-- Provided information follows --
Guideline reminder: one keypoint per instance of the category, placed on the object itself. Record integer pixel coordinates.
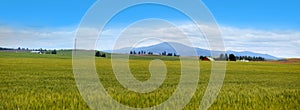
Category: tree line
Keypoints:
(142, 52)
(232, 57)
-- Provided information concluded --
What the exercise asks: Set down the whole listing word for word, omitting the pictures.

Result below:
Guideline reminder: one keypoint per instance of the category, placed on the object itself. Record integer pixel coordinates.
Category: tree line
Keypoints:
(142, 52)
(232, 57)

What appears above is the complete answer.